Would you restate every entry that follows, word for word, and leave out the pictures?
>>>>
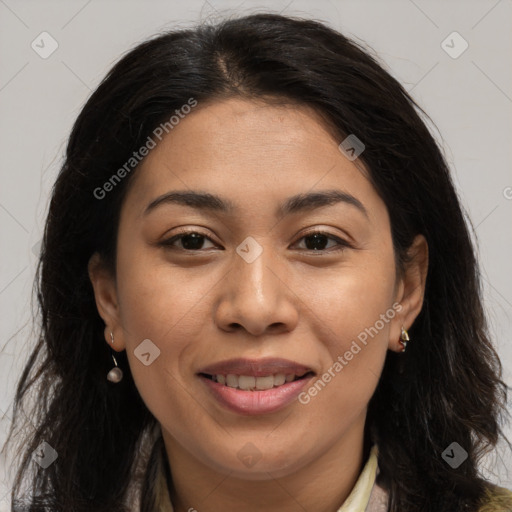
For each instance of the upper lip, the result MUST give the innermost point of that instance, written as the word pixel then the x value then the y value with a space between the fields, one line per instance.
pixel 256 367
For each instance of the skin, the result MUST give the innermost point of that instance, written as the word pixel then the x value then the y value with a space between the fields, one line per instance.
pixel 210 305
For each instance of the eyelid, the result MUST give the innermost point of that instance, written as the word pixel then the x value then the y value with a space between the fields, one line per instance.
pixel 342 243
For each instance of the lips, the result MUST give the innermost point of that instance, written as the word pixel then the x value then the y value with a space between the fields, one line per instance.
pixel 249 387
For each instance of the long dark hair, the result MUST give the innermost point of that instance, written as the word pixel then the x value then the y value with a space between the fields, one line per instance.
pixel 449 386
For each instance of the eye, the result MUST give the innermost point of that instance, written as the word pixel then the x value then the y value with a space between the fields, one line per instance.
pixel 317 242
pixel 190 241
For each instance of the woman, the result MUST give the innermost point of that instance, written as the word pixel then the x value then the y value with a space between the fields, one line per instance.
pixel 203 347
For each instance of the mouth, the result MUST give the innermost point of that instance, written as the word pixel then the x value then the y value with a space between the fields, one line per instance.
pixel 254 383
pixel 251 387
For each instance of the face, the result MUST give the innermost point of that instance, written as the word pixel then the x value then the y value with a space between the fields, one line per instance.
pixel 283 287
<<<<
Written response:
For each instance of the upper lip, the result MUST give the innermost point of that instance, written as the word pixel then the x value then the y value with a space between the fields, one line per instance.
pixel 256 367
For each instance of the skin, the result MUST give the innermost point of that instance, written as the word pixel then the x value then the y value with a space between the fields, one line per instance.
pixel 210 305
For each instance of the eyelid, the result MUST give the innermost point of that instance, written as the word pixel then the x value then the y value with a space between the fields, one line per instance.
pixel 342 243
For each instance of the lips, the result MUST give the innermost point of that instance, written as the word pixel then the x value then the y value with a space between the fields, one line per instance.
pixel 249 387
For each instance of the long dark hair, the result MUST give the innermost point of that instance, written as the word pixel then the x value then the y value with a space between the fields, one line per instance.
pixel 449 386
For each instance of the eye, the result MUST give the innermost point of that instance, written as the word pixel then the x value then the y value with a space between the fields, one line per instance.
pixel 317 242
pixel 190 241
For each instance of the woman, the result MUST give the innermost point of that instance, written as the word pixel then the x value then the y value with a space between the fields, one line per instance.
pixel 203 347
For each instance of the mouth, the result MUST give the innermost point of that instance, written as the word pixel then the x value then the y value with a space between the fields, one line per instance.
pixel 254 383
pixel 251 387
For each instance of the face, the result MUST give the innermost point of that instance, written as the word pixel then the x value then the y value with a space between the fields, one line per instance.
pixel 283 287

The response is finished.